_Brief_
Your answer must be the full listing, repeated word for word.
-- Opening Marker --
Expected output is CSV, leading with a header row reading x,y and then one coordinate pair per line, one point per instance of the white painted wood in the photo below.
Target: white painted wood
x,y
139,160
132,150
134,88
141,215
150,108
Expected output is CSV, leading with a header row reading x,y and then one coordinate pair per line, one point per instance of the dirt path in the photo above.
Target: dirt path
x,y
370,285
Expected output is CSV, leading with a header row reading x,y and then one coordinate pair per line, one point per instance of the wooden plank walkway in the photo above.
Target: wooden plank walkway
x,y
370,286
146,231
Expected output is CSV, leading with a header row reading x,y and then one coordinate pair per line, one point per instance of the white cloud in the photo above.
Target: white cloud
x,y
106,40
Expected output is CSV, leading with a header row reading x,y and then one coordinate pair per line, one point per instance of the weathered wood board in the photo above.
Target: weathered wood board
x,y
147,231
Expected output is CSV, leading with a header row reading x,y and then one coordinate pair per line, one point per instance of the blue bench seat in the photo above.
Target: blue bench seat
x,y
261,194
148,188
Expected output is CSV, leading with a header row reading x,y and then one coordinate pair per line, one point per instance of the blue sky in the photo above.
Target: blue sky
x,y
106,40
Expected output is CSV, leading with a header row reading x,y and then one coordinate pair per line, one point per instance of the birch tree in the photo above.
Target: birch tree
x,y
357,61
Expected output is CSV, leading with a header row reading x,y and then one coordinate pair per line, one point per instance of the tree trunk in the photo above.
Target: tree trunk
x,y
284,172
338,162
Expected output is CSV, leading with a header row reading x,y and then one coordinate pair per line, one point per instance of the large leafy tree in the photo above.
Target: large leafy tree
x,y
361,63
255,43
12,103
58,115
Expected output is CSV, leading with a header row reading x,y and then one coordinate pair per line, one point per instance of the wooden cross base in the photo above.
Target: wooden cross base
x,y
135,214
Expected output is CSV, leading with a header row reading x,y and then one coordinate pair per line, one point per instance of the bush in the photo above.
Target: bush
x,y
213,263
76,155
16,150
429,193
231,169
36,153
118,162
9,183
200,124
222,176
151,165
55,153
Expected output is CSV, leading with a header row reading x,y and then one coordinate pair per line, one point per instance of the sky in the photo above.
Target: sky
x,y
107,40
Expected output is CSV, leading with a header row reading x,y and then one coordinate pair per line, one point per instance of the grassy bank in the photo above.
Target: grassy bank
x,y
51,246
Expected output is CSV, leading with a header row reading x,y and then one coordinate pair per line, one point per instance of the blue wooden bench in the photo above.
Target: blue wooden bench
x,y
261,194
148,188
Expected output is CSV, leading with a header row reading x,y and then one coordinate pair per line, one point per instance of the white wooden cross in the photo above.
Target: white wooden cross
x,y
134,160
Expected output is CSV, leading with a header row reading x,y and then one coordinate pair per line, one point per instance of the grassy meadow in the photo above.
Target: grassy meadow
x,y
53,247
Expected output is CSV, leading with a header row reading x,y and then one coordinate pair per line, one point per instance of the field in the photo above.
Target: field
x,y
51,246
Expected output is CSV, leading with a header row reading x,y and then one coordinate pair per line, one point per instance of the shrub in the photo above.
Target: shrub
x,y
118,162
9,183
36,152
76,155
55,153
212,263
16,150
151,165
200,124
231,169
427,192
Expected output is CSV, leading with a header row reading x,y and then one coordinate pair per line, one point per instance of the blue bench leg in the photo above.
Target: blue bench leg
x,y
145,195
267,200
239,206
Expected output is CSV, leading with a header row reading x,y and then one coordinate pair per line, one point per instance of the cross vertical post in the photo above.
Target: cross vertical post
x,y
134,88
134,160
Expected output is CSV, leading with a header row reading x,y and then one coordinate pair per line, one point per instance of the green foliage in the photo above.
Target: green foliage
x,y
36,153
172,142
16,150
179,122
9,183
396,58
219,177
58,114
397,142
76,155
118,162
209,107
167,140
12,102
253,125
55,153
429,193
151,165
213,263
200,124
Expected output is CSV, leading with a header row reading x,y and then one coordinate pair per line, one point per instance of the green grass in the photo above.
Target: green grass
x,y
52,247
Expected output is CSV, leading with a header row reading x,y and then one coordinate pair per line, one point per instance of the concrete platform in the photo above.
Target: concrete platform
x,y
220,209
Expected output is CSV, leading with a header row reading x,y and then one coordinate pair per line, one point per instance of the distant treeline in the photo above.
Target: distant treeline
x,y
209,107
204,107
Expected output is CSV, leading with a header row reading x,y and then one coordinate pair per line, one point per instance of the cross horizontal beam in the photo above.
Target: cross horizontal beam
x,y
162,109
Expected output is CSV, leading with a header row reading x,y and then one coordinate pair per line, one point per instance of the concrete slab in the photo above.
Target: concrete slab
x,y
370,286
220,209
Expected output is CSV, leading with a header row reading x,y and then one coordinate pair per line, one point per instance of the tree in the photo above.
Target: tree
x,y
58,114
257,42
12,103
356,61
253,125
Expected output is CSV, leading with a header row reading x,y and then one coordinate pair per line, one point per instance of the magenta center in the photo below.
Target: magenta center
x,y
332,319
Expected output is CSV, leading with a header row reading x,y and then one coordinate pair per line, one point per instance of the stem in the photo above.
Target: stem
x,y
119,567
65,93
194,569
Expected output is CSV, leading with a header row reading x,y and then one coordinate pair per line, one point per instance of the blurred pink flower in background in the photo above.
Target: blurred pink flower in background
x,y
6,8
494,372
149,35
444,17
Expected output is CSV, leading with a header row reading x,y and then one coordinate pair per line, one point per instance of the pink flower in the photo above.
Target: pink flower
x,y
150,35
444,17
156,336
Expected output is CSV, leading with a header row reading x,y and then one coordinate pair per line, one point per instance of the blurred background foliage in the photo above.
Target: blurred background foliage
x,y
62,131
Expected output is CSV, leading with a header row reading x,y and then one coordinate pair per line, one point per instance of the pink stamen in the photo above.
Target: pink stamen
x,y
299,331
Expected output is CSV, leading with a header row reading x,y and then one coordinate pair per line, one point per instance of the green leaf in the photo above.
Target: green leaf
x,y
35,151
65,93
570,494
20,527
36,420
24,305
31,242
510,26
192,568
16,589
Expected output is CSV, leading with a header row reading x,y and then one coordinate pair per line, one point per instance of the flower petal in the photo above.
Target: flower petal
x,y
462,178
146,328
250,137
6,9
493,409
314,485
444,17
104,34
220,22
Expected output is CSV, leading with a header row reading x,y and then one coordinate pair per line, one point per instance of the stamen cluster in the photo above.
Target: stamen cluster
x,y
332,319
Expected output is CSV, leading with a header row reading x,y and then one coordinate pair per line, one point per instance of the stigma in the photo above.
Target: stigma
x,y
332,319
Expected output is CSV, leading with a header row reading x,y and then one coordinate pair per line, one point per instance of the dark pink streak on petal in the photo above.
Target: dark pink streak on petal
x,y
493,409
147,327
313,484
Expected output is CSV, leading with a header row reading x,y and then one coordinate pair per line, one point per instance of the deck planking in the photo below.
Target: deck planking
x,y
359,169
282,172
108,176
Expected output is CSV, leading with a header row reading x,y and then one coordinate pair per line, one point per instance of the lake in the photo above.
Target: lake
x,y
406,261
-- Closing Marker --
_Finished task_
Expected output is CSV, leading with a header row reading x,y and then one coordinate pair per line, one point per instance of the white painted wood in the photo below.
Target: white painted wood
x,y
139,160
132,150
134,88
141,215
150,108
Expected output is CSV, leading with a header row reading x,y and then one coordinate pair per line, one point per instance of the dirt path in the photo above.
Target: dirt path
x,y
370,285
Expected output is CSV, leading with a header row reading x,y and then one coordinate pair per line, one point per instance of the wooden plank walkway in the photo above.
Target: wooden plank walkway
x,y
370,286
146,231
Expected output is CSV, leading with a header row reading x,y and then one coordinate pair per line, one point per instance of the white cloud in the photo above.
Target: white cloud
x,y
106,40
Expected output is CSV, leading with a header row reading x,y and then one coordinate pair per line, one point per instance of the weathered wood board in the photo above.
Target: weathered wood board
x,y
147,231
Expected output is CSV, leading with a header row reading x,y and then one coordinate pair per line, one point per instance of the blue bench seat in the photo above.
Target: blue bench seat
x,y
261,194
148,188
Expected output is CSV, leading with a header row reading x,y and then one coordinate pair per line, one point per instance of the blue sky in the photo above.
Target: blue sky
x,y
106,40
Expected output is CSV, leading with a header row reading x,y and then one coordinate pair per line, one point per instance of the birch tree in the photo above.
Target: birch tree
x,y
357,61
Expected output is CSV, leading with a header row reading x,y and then one coordinate pair per line, one point per instance of the tree trunk in the photo above.
Target: tree trunk
x,y
284,172
338,162
Expected output is CSV, leading with a header row reading x,y and then one coordinate pair per line, one point per instance of the large leafy tree in the photo above.
Target: large leafy tree
x,y
361,63
255,43
12,103
58,115
Expected output is CSV, leading with a header row reading x,y and then one coordinate pair per line, one point per instance of the wooden cross base in the photo above.
Target: wooden cross base
x,y
135,214
Expected output is CSV, leading with a header row reading x,y and then one coordinate pair per line, one point per instance of the bush in the photo above.
Target: bush
x,y
213,263
76,155
16,150
429,193
231,169
36,153
118,162
9,183
200,124
222,176
151,165
55,153
Expected output is CSV, leading with a header row reading x,y and then one coordinate pair per line, one point per instance of the sky in the photo above.
Target: sky
x,y
107,40
Expected output is CSV, leading with a header row reading x,y and then one coordinate pair per line, one point per instance of the grassy bank in the photo above.
Target: grassy bank
x,y
51,246
Expected output is CSV, leading with a header row reading x,y and then one coordinate pair per line, one point per instance of the blue wooden bench in the photo above.
Target: blue wooden bench
x,y
261,194
148,188
Expected output is CSV, leading with a header row reading x,y and then one coordinate pair per line, one point per instance of the white wooden cross in the photo above.
Target: white wooden cross
x,y
134,160
Expected output is CSV, leading with a header row reading x,y and then one coordinate pair per line, one point per instance of the grassy meadow in the photo above.
Target: grassy meadow
x,y
53,247
Expected output is CSV, leading with a header row reading x,y and then one coordinate pair per line, one point per instance of the field in the photo above.
Target: field
x,y
51,246
Expected output is CSV, leading with a header row reading x,y and then one coordinate pair per line, one point per instance of the shrub in the photo above.
Target: shrub
x,y
118,162
9,183
36,152
76,155
55,153
212,263
16,150
151,165
200,124
231,169
427,192
Expected output is CSV, leading with a header row reading x,y and then one coordinate pair per line, one point per instance of the blue bench leg in the photo above.
Target: blue bench leg
x,y
145,195
267,200
239,206
Expected output is CSV, leading with a header row reading x,y and then one coordinate pair per line, one point per instance of the cross vertical post in the photo above.
Target: cross vertical post
x,y
134,88
134,160
Expected output is CSV, leading with a header row reading x,y and then one coordinate pair per line, one point per instance of the green foliage in the photo above.
Target: green foliage
x,y
36,153
172,142
16,150
179,122
9,183
396,58
219,177
58,114
397,142
76,155
118,162
209,107
167,140
12,102
253,125
55,153
429,193
151,165
213,263
200,124
Expected output is CSV, leading with a header row reading x,y and then one coordinate pair per line, one point per instance of the green grass in the photo above.
Target: green grass
x,y
52,247
Expected output is CSV, leading with a header row reading x,y and then one coordinate pair per line, one point per instance of the concrete platform in the photo above.
Target: concrete platform
x,y
220,209
Expected output is CSV, leading with a header row reading x,y and then one coordinate pair per line, one point per instance of the distant treeline in the photo above.
Target: distant treeline
x,y
209,107
204,107
Expected output is CSV, leading with a header row reading x,y and then one coordinate pair per line, one point per instance of the cross horizontal beam in the photo above.
Target: cross horizontal beam
x,y
162,109
Expected output is CSV, leading with a header row reading x,y and then one coordinate pair per line, one point per instance of the concrete slab in the photo above.
Target: concrete slab
x,y
370,286
220,209
Expected output is CSV, leading with a header row reading x,y and then one coordinate pair per line, one point per instance of the tree in the photo above.
Target: tree
x,y
58,114
257,42
12,103
356,61
253,125
Expected output is CSV, leading with a header row reading x,y and then one coordinate pair per line, one point per instance of the magenta center in the photo below.
Target: magenta center
x,y
332,319
Expected output is CSV, leading with a header row reading x,y and then one coordinate pair per line, one point per instance of the stem in the photo above.
Target: stem
x,y
119,567
65,93
194,569
Expected output is CSV, leading with a header row reading x,y and then one coordinate pair per line, one point per instance of the blurred pink flower in background in the photo above.
Target: blurred pink flower in background
x,y
6,8
494,372
149,35
444,17
Expected output is CSV, leading with a header row reading x,y and then one coordinate pair per line, one point per instance of the pink flower in the photo above.
Target: pink flower
x,y
150,35
444,17
156,336
Expected output is CSV, leading with a header row reading x,y and then one coordinate pair per line, one point per instance of the blurred background foliage in the photo above.
Target: blurred background foliage
x,y
62,131
Expected output is CSV, leading with a header row reading x,y and then one coordinate pair per line, one point per instance of the pink stamen in the photo above.
Target: pink stamen
x,y
299,331
Expected output is CSV, leading with a header row reading x,y and then one coordinate pair per line, one point per instance of the green leaf in the photo above.
Target: green leaf
x,y
35,151
65,93
570,494
20,527
36,420
24,305
31,242
510,26
192,568
16,589
Expected output is CSV, leading with a header row reading x,y and then one coordinate pair per line, one point per instance of the flower petal in the photo above.
Target: flower petal
x,y
462,178
146,328
250,137
6,9
493,409
314,485
444,17
104,34
220,22
Expected output is CSV, leading with a header row reading x,y and then one coordinate pair per line, one point per instance of the stamen cluster in the photo above.
Target: stamen cluster
x,y
332,319
Expected output is CSV, leading with a header row reading x,y and then one coordinate pair per line, one point per instance of the stigma in the photo above.
Target: stigma
x,y
332,319
Expected output is CSV, leading with a header row reading x,y and then one coordinate pair per line, one point per instance of the dark pink streak on petal in the photo above.
Target: dark pink streak on petal
x,y
493,409
147,327
313,484
Expected output is CSV, leading with a header row reading x,y and then one coordinate pair per line, one point per instance of the deck planking in the photo below.
Target: deck planking
x,y
359,169
282,172
108,176
Expected output is CSV, leading with a header row reading x,y and then one coordinate pair per line, one point per instance of the lake in the photo above.
Target: lake
x,y
406,261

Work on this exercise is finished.